→ **What this task involves**: Reproduce every line of the records below without changing anything, and leave out the pictures.
## begin Entries shown
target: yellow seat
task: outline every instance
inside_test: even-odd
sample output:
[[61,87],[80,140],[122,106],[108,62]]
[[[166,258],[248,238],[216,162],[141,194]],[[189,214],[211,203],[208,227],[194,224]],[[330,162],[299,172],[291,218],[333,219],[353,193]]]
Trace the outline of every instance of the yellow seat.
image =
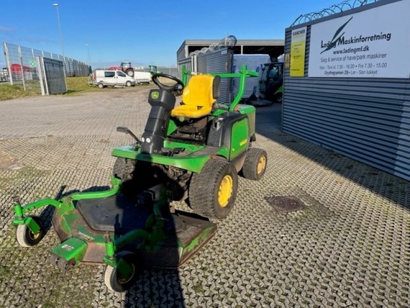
## end Entries shown
→ **Final result**:
target: yellow seat
task: outline every instance
inside_test: even-odd
sample output:
[[61,87],[80,140],[122,106],[108,62]]
[[[166,258],[248,238],[216,162],[141,194]],[[189,214],[211,203],[208,227],[194,224]],[[330,162],[299,172],[291,218],[333,219],[353,193]]]
Trace the outline of every instance of the yellow seat.
image =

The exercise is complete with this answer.